Dataset excerpts on object pointing:

↓

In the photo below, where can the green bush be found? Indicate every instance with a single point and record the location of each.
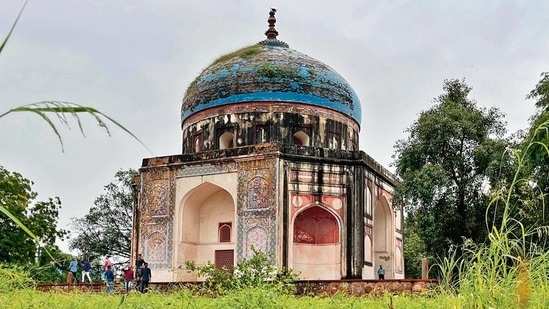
(14, 278)
(256, 272)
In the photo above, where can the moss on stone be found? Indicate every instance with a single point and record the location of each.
(267, 69)
(245, 52)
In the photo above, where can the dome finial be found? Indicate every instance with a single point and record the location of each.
(271, 33)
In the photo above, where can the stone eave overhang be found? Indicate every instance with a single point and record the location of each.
(283, 151)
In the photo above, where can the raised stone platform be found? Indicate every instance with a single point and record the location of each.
(316, 287)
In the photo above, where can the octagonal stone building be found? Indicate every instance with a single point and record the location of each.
(271, 160)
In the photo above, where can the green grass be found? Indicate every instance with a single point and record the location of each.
(245, 298)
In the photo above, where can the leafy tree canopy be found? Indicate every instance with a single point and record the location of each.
(17, 198)
(445, 164)
(106, 229)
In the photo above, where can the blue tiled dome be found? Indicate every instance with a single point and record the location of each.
(270, 71)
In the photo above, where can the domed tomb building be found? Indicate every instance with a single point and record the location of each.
(270, 160)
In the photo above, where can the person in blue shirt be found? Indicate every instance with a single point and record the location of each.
(86, 270)
(73, 268)
(109, 276)
(146, 276)
(381, 273)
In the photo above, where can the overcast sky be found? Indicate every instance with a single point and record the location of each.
(133, 60)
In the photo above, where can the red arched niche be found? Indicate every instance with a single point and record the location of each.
(316, 226)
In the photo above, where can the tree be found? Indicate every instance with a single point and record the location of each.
(108, 225)
(40, 218)
(536, 158)
(445, 164)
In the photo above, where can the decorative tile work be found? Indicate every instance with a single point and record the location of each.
(257, 237)
(257, 193)
(200, 170)
(155, 208)
(155, 249)
(316, 225)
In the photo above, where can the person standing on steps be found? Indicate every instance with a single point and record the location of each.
(146, 276)
(128, 278)
(381, 273)
(86, 270)
(73, 268)
(109, 276)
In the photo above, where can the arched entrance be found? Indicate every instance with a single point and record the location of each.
(316, 245)
(205, 224)
(383, 237)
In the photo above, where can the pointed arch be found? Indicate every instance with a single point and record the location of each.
(301, 138)
(201, 214)
(316, 252)
(226, 140)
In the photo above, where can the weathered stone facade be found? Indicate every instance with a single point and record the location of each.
(270, 159)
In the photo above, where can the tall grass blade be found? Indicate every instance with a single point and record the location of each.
(62, 109)
(12, 27)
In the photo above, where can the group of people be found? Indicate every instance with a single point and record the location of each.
(141, 274)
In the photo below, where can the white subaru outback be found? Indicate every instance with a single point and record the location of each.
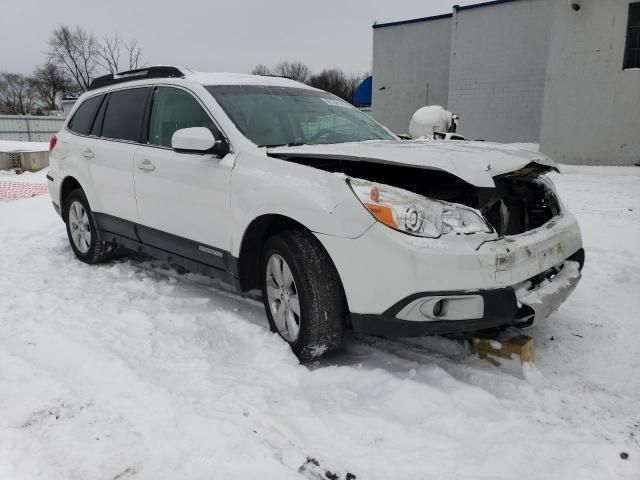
(274, 185)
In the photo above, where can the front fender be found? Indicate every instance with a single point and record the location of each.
(319, 200)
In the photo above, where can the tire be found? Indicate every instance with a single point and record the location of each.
(322, 308)
(88, 249)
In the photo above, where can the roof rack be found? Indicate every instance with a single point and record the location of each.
(139, 74)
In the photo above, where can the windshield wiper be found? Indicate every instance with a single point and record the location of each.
(292, 144)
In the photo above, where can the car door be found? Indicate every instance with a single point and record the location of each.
(118, 123)
(183, 199)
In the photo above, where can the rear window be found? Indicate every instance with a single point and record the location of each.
(123, 116)
(81, 120)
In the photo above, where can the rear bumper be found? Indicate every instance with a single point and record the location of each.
(532, 300)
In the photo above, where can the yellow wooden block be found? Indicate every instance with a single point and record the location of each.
(487, 347)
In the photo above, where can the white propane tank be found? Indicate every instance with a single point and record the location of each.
(429, 120)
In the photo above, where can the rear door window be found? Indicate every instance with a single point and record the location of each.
(124, 113)
(97, 123)
(172, 110)
(81, 121)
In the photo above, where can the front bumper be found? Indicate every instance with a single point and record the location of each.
(384, 270)
(521, 305)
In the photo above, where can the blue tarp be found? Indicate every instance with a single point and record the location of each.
(362, 97)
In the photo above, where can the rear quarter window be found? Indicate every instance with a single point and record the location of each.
(124, 113)
(81, 121)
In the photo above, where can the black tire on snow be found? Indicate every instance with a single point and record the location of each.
(99, 251)
(323, 308)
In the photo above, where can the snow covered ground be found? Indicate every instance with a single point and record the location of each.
(131, 371)
(16, 146)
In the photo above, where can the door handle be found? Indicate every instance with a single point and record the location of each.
(146, 165)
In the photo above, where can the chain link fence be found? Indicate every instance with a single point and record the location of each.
(29, 128)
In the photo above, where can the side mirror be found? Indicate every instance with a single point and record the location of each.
(194, 139)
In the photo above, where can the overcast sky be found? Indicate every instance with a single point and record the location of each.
(210, 35)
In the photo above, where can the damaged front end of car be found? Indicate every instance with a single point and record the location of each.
(500, 251)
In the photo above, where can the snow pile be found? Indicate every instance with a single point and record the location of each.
(15, 146)
(14, 190)
(128, 370)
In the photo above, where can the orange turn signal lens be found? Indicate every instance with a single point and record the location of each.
(382, 213)
(375, 193)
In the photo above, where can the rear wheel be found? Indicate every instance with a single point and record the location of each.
(82, 232)
(302, 294)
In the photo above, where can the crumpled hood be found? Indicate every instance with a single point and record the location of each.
(474, 162)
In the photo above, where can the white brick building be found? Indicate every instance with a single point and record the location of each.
(560, 72)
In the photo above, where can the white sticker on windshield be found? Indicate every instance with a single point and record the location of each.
(336, 103)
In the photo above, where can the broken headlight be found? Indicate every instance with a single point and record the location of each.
(414, 214)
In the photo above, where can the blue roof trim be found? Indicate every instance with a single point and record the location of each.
(457, 8)
(413, 20)
(460, 8)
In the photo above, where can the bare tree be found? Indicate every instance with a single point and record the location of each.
(82, 56)
(109, 52)
(50, 82)
(135, 55)
(76, 52)
(17, 95)
(335, 81)
(260, 69)
(294, 70)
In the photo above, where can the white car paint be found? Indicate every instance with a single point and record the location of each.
(474, 162)
(213, 201)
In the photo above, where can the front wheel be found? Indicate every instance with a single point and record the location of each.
(302, 294)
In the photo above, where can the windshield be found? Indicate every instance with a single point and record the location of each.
(274, 116)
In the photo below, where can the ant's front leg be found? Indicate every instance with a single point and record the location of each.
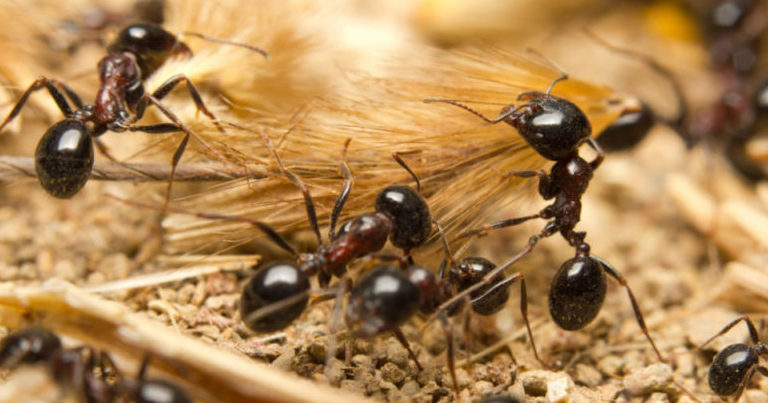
(163, 90)
(59, 96)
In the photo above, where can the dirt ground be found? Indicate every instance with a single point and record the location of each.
(686, 231)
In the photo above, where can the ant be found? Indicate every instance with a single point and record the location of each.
(84, 370)
(386, 297)
(279, 291)
(733, 366)
(555, 128)
(733, 30)
(65, 154)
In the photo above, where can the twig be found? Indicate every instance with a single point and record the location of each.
(15, 168)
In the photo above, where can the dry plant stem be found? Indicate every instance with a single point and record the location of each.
(14, 168)
(211, 374)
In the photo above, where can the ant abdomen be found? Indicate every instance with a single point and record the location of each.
(411, 221)
(160, 391)
(274, 283)
(577, 292)
(488, 299)
(64, 158)
(381, 301)
(554, 127)
(627, 130)
(28, 346)
(729, 368)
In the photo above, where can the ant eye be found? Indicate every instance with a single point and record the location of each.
(28, 346)
(729, 368)
(64, 158)
(141, 38)
(555, 128)
(274, 283)
(410, 216)
(761, 99)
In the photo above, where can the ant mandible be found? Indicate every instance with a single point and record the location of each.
(84, 370)
(64, 155)
(733, 366)
(555, 128)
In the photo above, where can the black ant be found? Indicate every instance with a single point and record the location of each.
(733, 366)
(733, 30)
(84, 370)
(64, 155)
(385, 297)
(555, 128)
(279, 291)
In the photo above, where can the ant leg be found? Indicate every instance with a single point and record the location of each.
(404, 342)
(55, 93)
(308, 203)
(532, 241)
(344, 195)
(405, 166)
(263, 227)
(450, 356)
(638, 315)
(523, 307)
(505, 112)
(164, 89)
(744, 383)
(344, 286)
(497, 225)
(600, 153)
(728, 327)
(163, 128)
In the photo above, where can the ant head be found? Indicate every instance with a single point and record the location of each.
(761, 99)
(160, 391)
(411, 221)
(150, 43)
(368, 231)
(554, 127)
(64, 158)
(28, 346)
(381, 301)
(729, 367)
(470, 271)
(274, 283)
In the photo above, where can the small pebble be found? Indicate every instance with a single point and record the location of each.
(586, 375)
(656, 377)
(392, 373)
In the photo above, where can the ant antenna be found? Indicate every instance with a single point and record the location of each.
(402, 163)
(266, 229)
(344, 195)
(682, 104)
(308, 203)
(563, 74)
(446, 249)
(227, 42)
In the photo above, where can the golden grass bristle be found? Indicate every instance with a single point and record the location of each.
(459, 158)
(744, 287)
(213, 266)
(209, 373)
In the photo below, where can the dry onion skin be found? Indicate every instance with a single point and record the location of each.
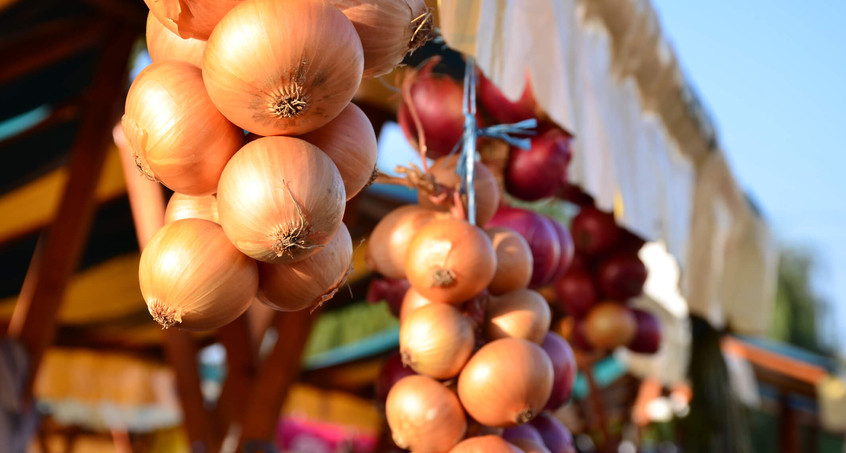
(193, 278)
(487, 189)
(163, 44)
(388, 243)
(436, 340)
(280, 199)
(450, 261)
(506, 382)
(181, 206)
(389, 29)
(424, 415)
(519, 314)
(310, 282)
(283, 67)
(513, 260)
(190, 18)
(176, 134)
(349, 140)
(485, 444)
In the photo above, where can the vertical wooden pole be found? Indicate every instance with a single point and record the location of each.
(60, 247)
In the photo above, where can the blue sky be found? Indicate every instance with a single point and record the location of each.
(772, 74)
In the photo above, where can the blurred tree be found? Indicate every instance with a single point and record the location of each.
(798, 309)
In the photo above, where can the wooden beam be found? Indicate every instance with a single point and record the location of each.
(55, 41)
(60, 247)
(146, 200)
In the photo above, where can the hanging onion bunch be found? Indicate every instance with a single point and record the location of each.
(282, 67)
(176, 134)
(193, 278)
(388, 29)
(280, 199)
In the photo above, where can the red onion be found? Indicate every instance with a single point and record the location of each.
(556, 436)
(594, 231)
(648, 337)
(437, 102)
(392, 371)
(621, 276)
(563, 369)
(575, 292)
(391, 290)
(500, 107)
(568, 249)
(539, 171)
(541, 236)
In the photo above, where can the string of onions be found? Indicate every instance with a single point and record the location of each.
(282, 68)
(193, 278)
(181, 206)
(163, 44)
(280, 199)
(176, 134)
(349, 140)
(310, 282)
(388, 29)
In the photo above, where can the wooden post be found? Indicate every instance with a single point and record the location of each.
(60, 247)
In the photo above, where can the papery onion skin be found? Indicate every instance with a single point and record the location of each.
(163, 44)
(310, 282)
(564, 369)
(412, 301)
(181, 206)
(485, 444)
(513, 260)
(388, 243)
(436, 340)
(542, 239)
(349, 140)
(450, 261)
(487, 190)
(176, 134)
(518, 314)
(282, 68)
(280, 199)
(389, 29)
(192, 277)
(190, 18)
(506, 382)
(424, 415)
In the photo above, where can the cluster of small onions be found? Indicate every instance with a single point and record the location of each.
(436, 101)
(596, 291)
(245, 113)
(475, 352)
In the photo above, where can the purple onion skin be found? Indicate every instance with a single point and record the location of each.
(542, 239)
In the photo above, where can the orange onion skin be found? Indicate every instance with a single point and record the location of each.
(519, 314)
(424, 415)
(485, 444)
(181, 206)
(190, 18)
(280, 199)
(163, 44)
(349, 140)
(389, 29)
(310, 282)
(412, 301)
(450, 261)
(282, 67)
(193, 278)
(388, 243)
(436, 340)
(513, 260)
(175, 133)
(506, 382)
(487, 189)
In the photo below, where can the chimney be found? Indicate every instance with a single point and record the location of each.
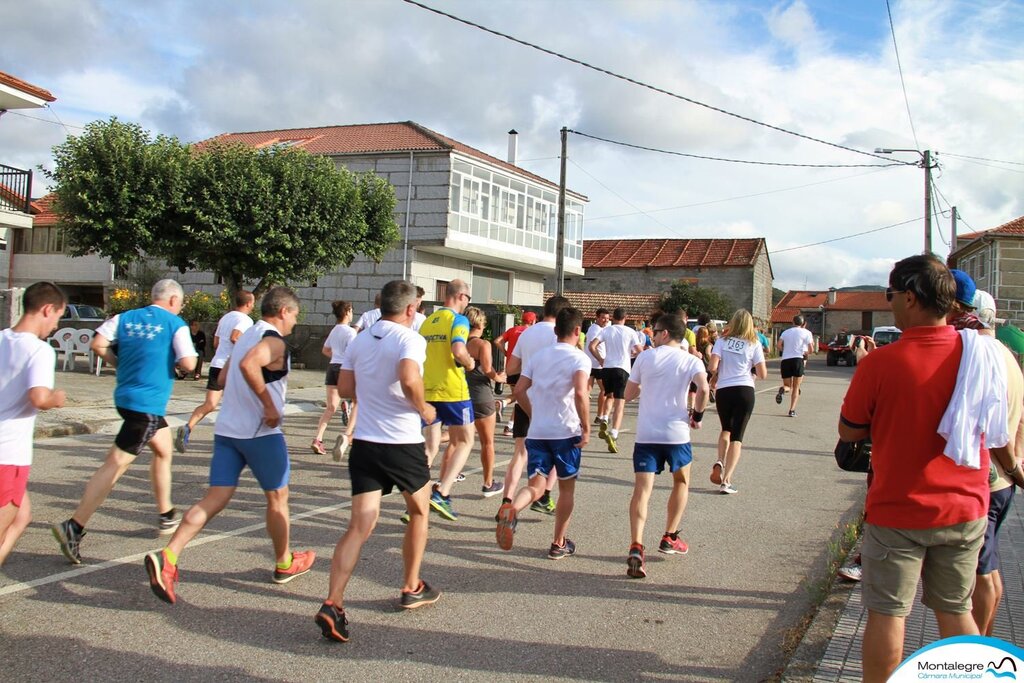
(513, 146)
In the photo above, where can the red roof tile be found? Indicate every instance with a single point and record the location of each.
(636, 305)
(25, 86)
(670, 253)
(796, 301)
(369, 138)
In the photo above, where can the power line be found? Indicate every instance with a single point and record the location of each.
(634, 81)
(997, 161)
(847, 237)
(735, 161)
(892, 30)
(741, 197)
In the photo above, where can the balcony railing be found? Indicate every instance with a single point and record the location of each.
(15, 188)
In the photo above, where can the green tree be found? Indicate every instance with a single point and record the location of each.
(264, 216)
(697, 300)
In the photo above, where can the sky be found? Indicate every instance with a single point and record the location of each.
(823, 69)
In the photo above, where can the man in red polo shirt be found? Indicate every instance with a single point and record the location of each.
(925, 515)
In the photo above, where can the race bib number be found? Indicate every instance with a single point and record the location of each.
(735, 345)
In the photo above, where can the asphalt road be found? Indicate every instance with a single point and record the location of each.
(720, 612)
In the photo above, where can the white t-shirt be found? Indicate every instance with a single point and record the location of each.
(338, 341)
(26, 361)
(368, 318)
(229, 322)
(665, 374)
(536, 337)
(385, 414)
(551, 372)
(795, 342)
(738, 356)
(241, 410)
(619, 342)
(592, 334)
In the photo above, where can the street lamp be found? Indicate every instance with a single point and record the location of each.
(926, 163)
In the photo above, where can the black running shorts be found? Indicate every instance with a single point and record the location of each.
(137, 430)
(386, 466)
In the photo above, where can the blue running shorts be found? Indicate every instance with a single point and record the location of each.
(265, 456)
(562, 454)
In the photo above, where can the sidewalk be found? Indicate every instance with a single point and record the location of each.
(841, 660)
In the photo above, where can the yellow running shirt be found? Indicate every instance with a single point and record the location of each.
(443, 379)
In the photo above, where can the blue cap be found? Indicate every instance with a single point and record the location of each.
(965, 288)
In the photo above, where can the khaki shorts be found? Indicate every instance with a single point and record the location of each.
(945, 558)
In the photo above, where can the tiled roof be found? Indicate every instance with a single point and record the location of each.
(24, 86)
(1013, 228)
(370, 138)
(797, 301)
(671, 253)
(636, 305)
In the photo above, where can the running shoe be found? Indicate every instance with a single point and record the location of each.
(181, 438)
(851, 572)
(495, 488)
(506, 525)
(610, 440)
(424, 595)
(671, 546)
(169, 523)
(302, 560)
(340, 445)
(560, 552)
(545, 507)
(70, 541)
(163, 575)
(636, 567)
(333, 624)
(442, 506)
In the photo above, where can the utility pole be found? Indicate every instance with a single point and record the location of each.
(927, 163)
(560, 242)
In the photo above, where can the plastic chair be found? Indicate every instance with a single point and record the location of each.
(64, 341)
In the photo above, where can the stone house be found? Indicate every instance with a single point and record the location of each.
(740, 268)
(830, 311)
(462, 213)
(995, 259)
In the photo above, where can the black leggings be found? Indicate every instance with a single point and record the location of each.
(734, 408)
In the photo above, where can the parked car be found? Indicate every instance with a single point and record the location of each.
(886, 335)
(81, 311)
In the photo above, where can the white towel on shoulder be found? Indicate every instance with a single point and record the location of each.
(979, 402)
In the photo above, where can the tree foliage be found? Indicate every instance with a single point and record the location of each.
(696, 300)
(267, 216)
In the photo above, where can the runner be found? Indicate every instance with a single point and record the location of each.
(660, 378)
(621, 344)
(736, 358)
(552, 391)
(229, 328)
(540, 336)
(601, 318)
(506, 343)
(334, 348)
(150, 341)
(482, 396)
(796, 344)
(446, 332)
(383, 371)
(247, 433)
(26, 387)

↑

• **Required task**:
Copy out every line from the one containing "In the photo above, where can the running" to the end of the material, both ends included.

• **Response to the exercise**:
In the photo above, where can the running shoe be found? Indicate every instance with a single point and record the location of each.
(181, 438)
(851, 572)
(495, 488)
(506, 525)
(610, 440)
(424, 595)
(671, 546)
(169, 523)
(302, 560)
(340, 445)
(560, 552)
(545, 507)
(70, 541)
(163, 575)
(636, 567)
(333, 624)
(442, 506)
In the photo above, where can the utility pole be found? Indicate every instance with a single point and record the location of each.
(927, 163)
(560, 242)
In the photo above, where can the plastic chair be found? Indicate every instance with a single point and record the location of each.
(64, 341)
In the photo above, where can the stone house be found? Indicate every instance with a single point and record the location of each.
(740, 268)
(830, 311)
(462, 213)
(995, 259)
In the photo above, where can the black leggings be found? Indicate every instance with a single point and record the location of each.
(734, 408)
In the photo above, where can the parked car be found? Indicate every instance with a single point and record the location of each.
(886, 335)
(81, 311)
In the photo above, where can the white towel on shoulder be found? Indicate every instance with a single point and record the location of each.
(979, 402)
In the photo above, where can the tree foliage be found? Indicate every instance with a single point and record the location of each.
(696, 300)
(267, 216)
In the photo above, where can the runner be found? Indicate every instance with a single point and record the location of each.
(660, 378)
(621, 344)
(736, 358)
(552, 391)
(229, 328)
(540, 336)
(601, 318)
(506, 343)
(334, 348)
(150, 341)
(482, 396)
(796, 344)
(446, 332)
(383, 371)
(247, 433)
(26, 387)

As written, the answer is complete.